**Stated goal**
In the material below, format the lines starting at the one containing "Q: Where does the bear muzzle" and ending at the one containing "[264,330,286,352]" as a JSON list of strings, one string per line, with blank lines omitted and both end lines included.

**Input rows**

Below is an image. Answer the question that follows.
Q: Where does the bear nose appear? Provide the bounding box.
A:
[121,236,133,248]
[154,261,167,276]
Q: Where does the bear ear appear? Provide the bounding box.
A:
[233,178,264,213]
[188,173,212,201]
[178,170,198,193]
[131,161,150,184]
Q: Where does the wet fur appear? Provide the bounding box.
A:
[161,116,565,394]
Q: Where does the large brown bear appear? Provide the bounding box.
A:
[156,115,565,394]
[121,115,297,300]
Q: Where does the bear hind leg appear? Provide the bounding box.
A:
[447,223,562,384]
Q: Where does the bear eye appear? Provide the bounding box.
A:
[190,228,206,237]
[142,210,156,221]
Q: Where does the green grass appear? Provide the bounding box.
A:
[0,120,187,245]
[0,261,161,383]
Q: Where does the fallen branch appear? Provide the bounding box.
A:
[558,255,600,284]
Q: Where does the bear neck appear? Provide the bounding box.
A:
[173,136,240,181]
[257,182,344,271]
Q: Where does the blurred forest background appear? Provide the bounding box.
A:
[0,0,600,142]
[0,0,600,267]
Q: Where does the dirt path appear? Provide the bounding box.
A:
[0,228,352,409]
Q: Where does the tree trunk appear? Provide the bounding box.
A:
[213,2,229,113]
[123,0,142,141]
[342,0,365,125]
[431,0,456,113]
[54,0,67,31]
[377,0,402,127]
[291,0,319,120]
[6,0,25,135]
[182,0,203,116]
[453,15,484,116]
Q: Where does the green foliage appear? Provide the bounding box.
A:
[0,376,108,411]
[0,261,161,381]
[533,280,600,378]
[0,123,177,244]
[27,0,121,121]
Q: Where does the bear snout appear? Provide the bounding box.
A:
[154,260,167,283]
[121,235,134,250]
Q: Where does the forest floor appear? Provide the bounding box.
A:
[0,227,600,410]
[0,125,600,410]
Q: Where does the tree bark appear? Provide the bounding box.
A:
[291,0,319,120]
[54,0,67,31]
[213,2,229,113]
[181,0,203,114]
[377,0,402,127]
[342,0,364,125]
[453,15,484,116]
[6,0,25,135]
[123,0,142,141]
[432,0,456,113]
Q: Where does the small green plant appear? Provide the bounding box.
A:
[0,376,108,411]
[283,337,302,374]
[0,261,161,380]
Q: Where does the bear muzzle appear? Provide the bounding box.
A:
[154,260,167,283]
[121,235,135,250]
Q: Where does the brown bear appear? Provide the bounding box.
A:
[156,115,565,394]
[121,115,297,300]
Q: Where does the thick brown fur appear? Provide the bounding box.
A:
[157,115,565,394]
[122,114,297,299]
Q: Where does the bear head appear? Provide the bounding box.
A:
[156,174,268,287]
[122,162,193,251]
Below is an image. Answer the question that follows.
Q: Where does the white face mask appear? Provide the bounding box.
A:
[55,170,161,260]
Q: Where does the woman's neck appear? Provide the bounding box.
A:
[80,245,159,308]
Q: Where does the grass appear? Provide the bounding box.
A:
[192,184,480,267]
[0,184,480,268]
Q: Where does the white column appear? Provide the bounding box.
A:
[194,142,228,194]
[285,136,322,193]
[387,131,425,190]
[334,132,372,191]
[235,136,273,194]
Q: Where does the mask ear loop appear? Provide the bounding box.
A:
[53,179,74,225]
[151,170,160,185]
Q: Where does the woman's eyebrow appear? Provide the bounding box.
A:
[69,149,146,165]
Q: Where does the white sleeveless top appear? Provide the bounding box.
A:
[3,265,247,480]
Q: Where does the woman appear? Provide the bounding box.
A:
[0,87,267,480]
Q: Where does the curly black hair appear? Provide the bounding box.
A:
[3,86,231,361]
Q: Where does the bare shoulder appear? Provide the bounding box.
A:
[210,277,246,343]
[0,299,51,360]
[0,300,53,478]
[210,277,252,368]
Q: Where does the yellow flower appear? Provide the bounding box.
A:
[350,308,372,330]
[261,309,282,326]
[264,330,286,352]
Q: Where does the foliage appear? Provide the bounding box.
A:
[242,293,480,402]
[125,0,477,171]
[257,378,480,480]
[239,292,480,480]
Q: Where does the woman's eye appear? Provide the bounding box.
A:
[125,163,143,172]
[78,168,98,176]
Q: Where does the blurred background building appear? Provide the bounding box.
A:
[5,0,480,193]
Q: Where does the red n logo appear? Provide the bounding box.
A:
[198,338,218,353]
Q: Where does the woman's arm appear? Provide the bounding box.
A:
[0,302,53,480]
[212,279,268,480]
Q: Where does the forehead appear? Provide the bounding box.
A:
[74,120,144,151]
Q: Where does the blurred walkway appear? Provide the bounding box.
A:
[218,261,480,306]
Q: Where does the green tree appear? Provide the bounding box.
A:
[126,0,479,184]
---
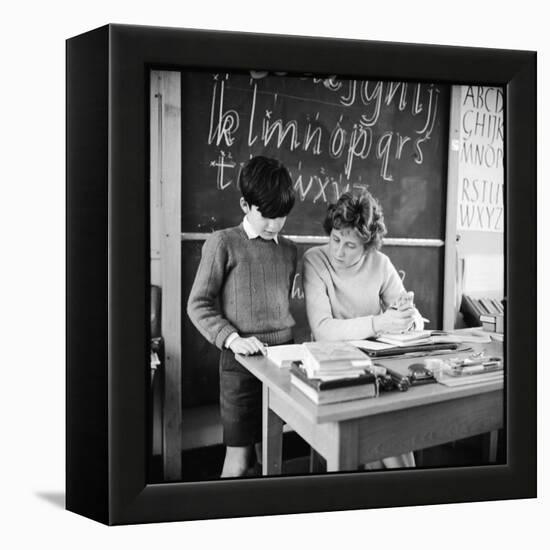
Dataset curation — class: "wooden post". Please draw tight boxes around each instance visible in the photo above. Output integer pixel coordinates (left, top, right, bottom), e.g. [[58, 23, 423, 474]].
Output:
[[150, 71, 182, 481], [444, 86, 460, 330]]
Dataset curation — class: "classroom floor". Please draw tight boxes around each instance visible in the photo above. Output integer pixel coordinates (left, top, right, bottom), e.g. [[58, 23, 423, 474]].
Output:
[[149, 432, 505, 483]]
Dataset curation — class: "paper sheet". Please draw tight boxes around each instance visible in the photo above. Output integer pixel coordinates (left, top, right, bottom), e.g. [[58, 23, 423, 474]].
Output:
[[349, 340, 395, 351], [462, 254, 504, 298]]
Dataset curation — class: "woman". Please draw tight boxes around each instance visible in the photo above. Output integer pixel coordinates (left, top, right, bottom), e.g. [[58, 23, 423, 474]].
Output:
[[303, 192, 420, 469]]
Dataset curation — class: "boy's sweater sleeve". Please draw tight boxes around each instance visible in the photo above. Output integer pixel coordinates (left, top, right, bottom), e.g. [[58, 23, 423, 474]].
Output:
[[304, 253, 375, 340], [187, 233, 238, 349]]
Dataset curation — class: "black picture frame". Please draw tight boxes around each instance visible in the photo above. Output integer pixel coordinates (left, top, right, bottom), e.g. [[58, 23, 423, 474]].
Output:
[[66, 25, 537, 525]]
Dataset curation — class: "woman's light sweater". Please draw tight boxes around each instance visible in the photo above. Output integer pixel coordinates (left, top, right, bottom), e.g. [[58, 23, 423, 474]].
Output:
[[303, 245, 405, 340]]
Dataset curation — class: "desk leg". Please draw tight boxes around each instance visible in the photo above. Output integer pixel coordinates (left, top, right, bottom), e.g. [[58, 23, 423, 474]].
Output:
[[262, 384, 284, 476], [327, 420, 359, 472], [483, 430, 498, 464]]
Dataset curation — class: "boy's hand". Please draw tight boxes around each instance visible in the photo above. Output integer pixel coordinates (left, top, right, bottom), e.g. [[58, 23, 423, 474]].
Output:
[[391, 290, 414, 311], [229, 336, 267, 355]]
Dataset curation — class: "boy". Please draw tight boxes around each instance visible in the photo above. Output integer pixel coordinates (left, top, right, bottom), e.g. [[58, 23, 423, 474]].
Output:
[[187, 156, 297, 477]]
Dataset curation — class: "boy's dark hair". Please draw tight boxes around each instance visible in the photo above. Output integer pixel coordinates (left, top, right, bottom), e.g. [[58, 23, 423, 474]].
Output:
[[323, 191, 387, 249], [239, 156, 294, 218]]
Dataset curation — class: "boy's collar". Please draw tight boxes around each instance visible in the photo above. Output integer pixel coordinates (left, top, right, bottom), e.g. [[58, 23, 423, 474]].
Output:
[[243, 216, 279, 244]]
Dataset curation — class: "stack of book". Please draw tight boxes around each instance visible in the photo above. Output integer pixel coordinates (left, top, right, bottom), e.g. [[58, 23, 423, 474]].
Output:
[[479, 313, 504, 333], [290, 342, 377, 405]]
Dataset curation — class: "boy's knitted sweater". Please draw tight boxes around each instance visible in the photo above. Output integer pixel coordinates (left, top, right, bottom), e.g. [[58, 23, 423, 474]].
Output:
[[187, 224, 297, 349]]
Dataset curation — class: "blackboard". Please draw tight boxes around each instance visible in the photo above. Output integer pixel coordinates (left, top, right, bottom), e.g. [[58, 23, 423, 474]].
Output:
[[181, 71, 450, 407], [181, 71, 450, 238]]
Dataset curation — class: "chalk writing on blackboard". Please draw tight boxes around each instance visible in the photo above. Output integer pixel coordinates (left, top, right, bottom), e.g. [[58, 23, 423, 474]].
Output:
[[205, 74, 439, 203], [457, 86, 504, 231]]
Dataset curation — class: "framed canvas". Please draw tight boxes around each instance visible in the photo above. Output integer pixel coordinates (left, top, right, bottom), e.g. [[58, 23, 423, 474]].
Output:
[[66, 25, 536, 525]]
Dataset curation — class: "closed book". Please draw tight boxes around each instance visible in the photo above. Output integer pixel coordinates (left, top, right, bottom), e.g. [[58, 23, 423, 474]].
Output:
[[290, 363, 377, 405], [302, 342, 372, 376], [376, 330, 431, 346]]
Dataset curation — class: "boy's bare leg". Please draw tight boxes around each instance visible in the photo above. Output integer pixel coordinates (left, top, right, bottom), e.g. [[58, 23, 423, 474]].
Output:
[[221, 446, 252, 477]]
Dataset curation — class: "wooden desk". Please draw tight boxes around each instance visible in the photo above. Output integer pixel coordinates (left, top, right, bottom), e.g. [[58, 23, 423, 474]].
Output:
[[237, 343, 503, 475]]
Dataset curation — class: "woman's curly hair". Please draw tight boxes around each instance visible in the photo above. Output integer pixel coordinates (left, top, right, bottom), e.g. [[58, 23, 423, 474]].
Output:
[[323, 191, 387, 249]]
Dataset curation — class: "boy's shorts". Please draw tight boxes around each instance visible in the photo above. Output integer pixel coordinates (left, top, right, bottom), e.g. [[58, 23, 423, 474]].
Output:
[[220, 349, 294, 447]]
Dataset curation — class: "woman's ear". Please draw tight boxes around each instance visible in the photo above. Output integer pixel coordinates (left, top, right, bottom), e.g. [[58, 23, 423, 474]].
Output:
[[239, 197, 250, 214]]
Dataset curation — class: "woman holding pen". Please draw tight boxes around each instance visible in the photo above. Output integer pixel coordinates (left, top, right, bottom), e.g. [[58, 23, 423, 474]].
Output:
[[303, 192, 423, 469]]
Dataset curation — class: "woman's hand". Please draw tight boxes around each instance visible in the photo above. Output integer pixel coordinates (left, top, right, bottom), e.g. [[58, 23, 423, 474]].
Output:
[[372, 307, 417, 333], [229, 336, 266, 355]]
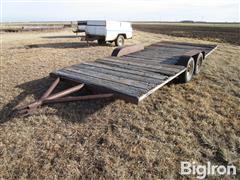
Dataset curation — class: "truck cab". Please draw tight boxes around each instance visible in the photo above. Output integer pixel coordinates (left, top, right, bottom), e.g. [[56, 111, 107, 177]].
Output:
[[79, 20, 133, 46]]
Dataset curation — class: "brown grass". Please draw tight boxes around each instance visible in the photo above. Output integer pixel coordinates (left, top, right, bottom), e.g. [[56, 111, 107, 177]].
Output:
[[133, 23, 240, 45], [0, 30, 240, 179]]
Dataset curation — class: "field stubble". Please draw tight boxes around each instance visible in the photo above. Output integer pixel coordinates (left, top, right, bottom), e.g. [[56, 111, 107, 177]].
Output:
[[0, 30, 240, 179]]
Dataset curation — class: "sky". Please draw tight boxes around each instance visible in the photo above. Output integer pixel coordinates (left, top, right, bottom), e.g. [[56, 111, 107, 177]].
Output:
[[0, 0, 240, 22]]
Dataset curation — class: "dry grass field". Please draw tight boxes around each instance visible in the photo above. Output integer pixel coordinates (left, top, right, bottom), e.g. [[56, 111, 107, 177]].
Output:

**Output below**
[
  "Q: Where does the bear muzzle appear? Provide the bounding box.",
  "A:",
  "[154,260,167,283]",
  "[121,235,135,250]",
  "Q: Where does the brown bear appear? Provide the bounding box.",
  "A:",
  "[156,115,565,394]",
  "[121,115,297,300]",
  "Q: Where does the thick brown fur appear? Provide the bounding box.",
  "A:",
  "[157,115,565,394]",
  "[122,114,297,299]",
  "Q: Where does the bear head appear? Provide the bounding box.",
  "A:",
  "[156,174,268,287]",
  "[122,162,193,251]",
  "Below is an image. Answer the question that follows.",
  "Q: Where does the white face mask appear? Provide the bounding box.",
  "A:",
  "[55,170,161,260]",
  "Q: Where does the woman's neck appear? Provide the bounding box.",
  "A:",
  "[80,245,159,308]",
  "Q: Where does the grass appear? Provide the bounding box.",
  "A:",
  "[192,184,480,267]",
  "[0,184,480,268]",
  "Q: Where does the white column appear? Provide the bounding box.",
  "A:",
  "[194,142,228,194]",
  "[285,136,322,193]",
  "[387,131,425,190]",
  "[334,132,372,191]",
  "[235,136,273,194]",
  "Q: Where does the mask ear loop appear? Provide the bounding box.",
  "A:",
  "[53,179,74,225]",
  "[151,170,160,185]",
  "Q: Where does the woman's eyebrow appear? Provide the bounding box.",
  "A:",
  "[69,149,146,165]",
  "Q: Where does the white sleeveless top appear? Provide the bounding box.",
  "A:",
  "[3,265,247,480]",
  "Q: Where does the woman appear? Provide the bounding box.",
  "A:",
  "[0,87,267,480]",
  "Q: Where does the curly black hair appear? Provide the bounding box.",
  "A:",
  "[3,86,231,361]",
  "Q: Where does the bare shoulder appear? Provide the bounding box.",
  "A:",
  "[210,277,246,343]",
  "[0,299,51,360]",
  "[0,300,53,478]",
  "[210,277,252,368]",
  "Q: Where does the yellow flower appear? Provide the bounding box.",
  "A:",
  "[350,308,372,330]",
  "[261,309,282,326]",
  "[264,330,286,352]"
]